[Rows from a box labeling dataset]

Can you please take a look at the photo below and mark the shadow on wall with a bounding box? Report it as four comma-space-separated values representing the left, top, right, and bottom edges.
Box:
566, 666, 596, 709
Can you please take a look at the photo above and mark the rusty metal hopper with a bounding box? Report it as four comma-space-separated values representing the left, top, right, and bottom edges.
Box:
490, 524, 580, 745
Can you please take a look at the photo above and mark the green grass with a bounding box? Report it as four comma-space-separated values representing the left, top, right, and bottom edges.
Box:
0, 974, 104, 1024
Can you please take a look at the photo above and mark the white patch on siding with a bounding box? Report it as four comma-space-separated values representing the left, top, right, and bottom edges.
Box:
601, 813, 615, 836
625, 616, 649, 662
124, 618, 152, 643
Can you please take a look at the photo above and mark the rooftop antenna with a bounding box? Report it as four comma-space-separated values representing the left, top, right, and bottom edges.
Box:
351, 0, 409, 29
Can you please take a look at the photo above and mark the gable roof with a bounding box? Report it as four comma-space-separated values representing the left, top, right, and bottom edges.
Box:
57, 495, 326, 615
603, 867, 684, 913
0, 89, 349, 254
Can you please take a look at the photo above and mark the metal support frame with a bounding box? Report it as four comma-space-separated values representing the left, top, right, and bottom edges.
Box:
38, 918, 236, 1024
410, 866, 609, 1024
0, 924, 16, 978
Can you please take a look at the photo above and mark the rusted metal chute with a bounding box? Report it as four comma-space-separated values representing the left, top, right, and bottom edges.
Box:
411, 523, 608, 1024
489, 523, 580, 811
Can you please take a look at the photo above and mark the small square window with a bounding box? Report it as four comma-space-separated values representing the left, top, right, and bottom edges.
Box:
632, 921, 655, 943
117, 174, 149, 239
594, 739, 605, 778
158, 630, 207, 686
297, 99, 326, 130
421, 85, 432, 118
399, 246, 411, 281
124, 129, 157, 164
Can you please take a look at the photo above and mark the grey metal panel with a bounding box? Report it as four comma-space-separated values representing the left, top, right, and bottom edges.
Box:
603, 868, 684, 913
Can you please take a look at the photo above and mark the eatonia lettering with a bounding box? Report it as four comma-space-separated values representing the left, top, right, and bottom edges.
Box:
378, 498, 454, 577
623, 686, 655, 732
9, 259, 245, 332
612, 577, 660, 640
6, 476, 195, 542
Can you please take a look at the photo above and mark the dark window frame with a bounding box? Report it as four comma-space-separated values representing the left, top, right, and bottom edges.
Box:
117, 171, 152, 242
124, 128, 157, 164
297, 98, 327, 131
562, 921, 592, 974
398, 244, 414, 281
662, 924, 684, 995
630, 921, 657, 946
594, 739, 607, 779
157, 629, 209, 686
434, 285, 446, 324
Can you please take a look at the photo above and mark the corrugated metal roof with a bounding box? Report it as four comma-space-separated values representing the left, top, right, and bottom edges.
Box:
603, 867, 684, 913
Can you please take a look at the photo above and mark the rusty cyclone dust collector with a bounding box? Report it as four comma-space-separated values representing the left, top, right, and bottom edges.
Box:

● **To be done**
Render the records as a Markdown table with the columns Entry and Text, starting at the first line and ending at the line that contains "566, 666, 596, 709". Leave out any blank lines.

● **Complete response**
| Entry | Text |
|---|---|
| 1 | Can you please take a look at the photo below and mark the shadow on wall with a bounding box? Report it as four comma-space-separated values representing the left, top, right, and bottom edges. |
| 2 | Box: |
| 3 | 566, 666, 596, 709 |